Your task is to print all of the data word for word.

---------- Data for this exercise

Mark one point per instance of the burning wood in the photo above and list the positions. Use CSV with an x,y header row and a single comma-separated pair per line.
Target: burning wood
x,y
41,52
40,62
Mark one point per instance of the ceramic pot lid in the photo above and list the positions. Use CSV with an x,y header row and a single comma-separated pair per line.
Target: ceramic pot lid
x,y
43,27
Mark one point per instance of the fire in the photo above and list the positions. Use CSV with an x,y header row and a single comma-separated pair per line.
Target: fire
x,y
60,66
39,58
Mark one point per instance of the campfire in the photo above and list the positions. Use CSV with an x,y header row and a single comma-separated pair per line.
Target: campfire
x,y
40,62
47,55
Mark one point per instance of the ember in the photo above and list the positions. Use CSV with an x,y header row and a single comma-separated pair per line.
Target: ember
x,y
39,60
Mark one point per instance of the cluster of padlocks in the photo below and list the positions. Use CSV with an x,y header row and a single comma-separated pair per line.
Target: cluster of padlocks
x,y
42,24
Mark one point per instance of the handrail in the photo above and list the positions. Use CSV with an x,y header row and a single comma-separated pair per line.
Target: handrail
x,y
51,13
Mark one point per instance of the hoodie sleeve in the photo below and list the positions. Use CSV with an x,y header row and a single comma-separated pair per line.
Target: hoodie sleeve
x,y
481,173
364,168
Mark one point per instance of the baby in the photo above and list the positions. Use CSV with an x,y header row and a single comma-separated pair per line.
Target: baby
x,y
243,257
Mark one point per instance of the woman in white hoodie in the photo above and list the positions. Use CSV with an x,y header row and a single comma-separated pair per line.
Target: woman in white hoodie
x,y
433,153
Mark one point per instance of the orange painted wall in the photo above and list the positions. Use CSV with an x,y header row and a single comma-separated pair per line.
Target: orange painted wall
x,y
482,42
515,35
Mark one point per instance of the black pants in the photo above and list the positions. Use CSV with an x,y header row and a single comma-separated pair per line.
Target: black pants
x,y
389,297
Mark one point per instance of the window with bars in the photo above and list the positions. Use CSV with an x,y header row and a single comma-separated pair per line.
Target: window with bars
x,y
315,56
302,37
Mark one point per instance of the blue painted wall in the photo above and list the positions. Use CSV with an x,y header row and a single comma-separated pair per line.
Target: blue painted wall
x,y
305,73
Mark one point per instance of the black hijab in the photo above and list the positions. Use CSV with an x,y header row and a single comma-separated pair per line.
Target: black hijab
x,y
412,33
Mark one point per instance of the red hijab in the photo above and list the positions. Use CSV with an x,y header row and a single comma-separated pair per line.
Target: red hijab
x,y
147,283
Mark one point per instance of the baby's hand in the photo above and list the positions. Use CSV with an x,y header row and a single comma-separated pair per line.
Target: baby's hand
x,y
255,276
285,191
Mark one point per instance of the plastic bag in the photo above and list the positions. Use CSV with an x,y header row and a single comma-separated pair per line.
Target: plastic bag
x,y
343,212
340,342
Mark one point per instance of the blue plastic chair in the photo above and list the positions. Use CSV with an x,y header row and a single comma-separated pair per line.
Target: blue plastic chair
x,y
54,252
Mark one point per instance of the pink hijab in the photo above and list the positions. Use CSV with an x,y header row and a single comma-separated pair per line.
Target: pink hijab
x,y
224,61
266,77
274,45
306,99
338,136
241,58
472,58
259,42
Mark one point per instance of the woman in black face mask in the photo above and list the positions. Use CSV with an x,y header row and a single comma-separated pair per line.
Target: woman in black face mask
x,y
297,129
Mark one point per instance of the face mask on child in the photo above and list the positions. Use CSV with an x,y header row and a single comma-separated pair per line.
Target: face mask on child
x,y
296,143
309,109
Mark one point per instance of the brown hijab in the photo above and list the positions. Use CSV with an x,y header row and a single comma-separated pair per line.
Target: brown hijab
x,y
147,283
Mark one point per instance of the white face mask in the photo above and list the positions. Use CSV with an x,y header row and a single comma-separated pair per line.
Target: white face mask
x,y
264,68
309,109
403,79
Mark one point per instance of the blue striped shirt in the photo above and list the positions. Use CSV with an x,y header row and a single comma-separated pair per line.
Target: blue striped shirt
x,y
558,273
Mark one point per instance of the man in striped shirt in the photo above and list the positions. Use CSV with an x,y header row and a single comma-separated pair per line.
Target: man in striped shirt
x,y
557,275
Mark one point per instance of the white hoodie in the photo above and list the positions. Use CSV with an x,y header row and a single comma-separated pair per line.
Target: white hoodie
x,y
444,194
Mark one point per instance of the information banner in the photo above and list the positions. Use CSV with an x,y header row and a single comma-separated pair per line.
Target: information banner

--------------------

▶ The answer:
Mark one point per instance of the burning wood in the photo above and list the positions. Use CSV with an x,y header row and a single comma-separated pair per line.
Target: burning wood
x,y
41,52
40,62
Mark one point per instance of the ceramic pot lid in the photo above and list the positions. Use CSV with an x,y header row and a single comma-separated pair per line.
Target: ceramic pot lid
x,y
43,27
Mark one point per instance of the fire in the photo above and list the positions. Use CSV with an x,y header row and a single comma-separated pair per line.
Target: fire
x,y
60,66
39,58
Mark one point per instance of the campfire in the photo above and list the positions. Use CSV with an x,y header row and a single comma-separated pair per line.
Target: campfire
x,y
40,62
47,55
Mark one point per instance of the ember in the photo above and list the positions. Use CSV with an x,y header row and a single comma-separated pair per line.
Target: ember
x,y
39,60
Mark one point per instance of the cluster of padlocks in the photo below and list the positions. Use CSV with an x,y header row and a single comma-separated pair per line.
Target: cluster of padlocks
x,y
42,24
Mark one point per instance of the handrail in the photo above and list the positions. Use CSV with an x,y header row and a single comma-separated pair per line.
Target: handrail
x,y
51,13
Mark one point per instance of the hoodie sleeve in the photo below and list the positions. Use CSV with an x,y header row and a single comma-separated pair per line.
Target: hoodie sleeve
x,y
481,173
364,168
Mark one point per instance of the baby in the photo above and list the positions. Use CSV with an x,y header row and a single comma-separated pair per line.
Target: baby
x,y
243,257
Mark one point per instance of the woman in white hoodie in the photo above and list the positions. Use CSV with an x,y header row and a single comma-separated pair per line.
Target: woman in white hoodie
x,y
433,153
Mark one point per instance of the orange painted wall in the photo above and list the positions. Use CSV with an x,y header row and a single comma-separated pair per line.
Target: orange painted wall
x,y
482,42
515,35
Mark one point per instance of the black pants in the photo above and list the positions. Use CSV with an x,y header row and a single comma-separated pair per line.
Target: black pants
x,y
389,297
Mark one point per instance of the window with bars in the photo above and list the positions. Use CSV with an x,y header row and a single comma-separated pair per line.
Target: window with bars
x,y
315,56
302,37
Mark one point per instance of the blue painted wall in the photo above and list the positions. Use CSV with an x,y header row and a single comma-separated pair per line.
Target: blue painted wall
x,y
305,73
Mark one point per instance of the black hijab in the photo above and list the positions. Use CSV with an x,y header row and a single comma-separated pair per line.
Target: black hijab
x,y
412,33
Mark one point per instance of the red hijab in the photo above and list the positions. Use CSV with an x,y header row and a single comma-separated pair per line.
Target: red hijab
x,y
147,283
Mark one point per instance of the baby's hand in the photo above and list the positions. Use CSV with an x,y header row and a single comma-separated pair per line.
Target: baby's hand
x,y
255,276
285,191
Mark one point per instance of the plastic bag in the photo above and list the positions. Use CSV with an x,y header row and a single comma-separated pair per line.
Target: plastic bag
x,y
343,212
340,342
Mark one point per instance of the blue plastic chair in the photo above and list the positions. Use CSV with an x,y header row and a single comma-separated pair per line.
Target: blue plastic chair
x,y
54,252
Mark one point per instance of the pink hijab in the photo above and list the positions. Use CSV with an x,y header row and a single comma-separated pair per line.
Target: pink hijab
x,y
224,61
266,77
274,45
306,99
338,136
241,58
472,58
259,42
Mark one point per instance of the woman in black face mask in the photo above and list the positions. Use CSV with an x,y header row and a single comma-separated pair per line.
Target: woman in black face mask
x,y
297,129
Mark one point per instance of the face mask on child in the photo above and list the positions. Use CSV with an x,y header row and a single comma-separated pair per line.
Target: face mask on child
x,y
296,143
309,109
Mark one point per instance of the brown hijab in the photo above and list the positions. Use CSV with an x,y header row and a single comma-separated pair per line.
Target: brown hijab
x,y
147,283
Mark one point per instance of the white face mask in the photo above and list the positions. Use CSV with an x,y header row and a single comma-separated pair per line.
Target: white face mask
x,y
264,68
309,109
403,79
Mark one point per instance of the blue striped shirt in the photo above and list the positions. Use CSV with an x,y header row and a single comma-separated pair per line.
Target: blue striped shirt
x,y
558,273
Mark one point per instance of the man in striped shirt in the photo above and list the positions. Use CSV with an x,y header row and a single comma-separated pair per line.
Target: man in striped shirt
x,y
557,275
Mark one point per instance of the white hoodie in the photo above and list the positions. Use CSV with an x,y header row and a single comma-separated pair per line.
Target: white hoodie
x,y
444,194
Mark one point per instance of the information banner in the photo above and list the positions. Use CSV with an x,y header row and a single comma-separated pair per line.
Target: information banner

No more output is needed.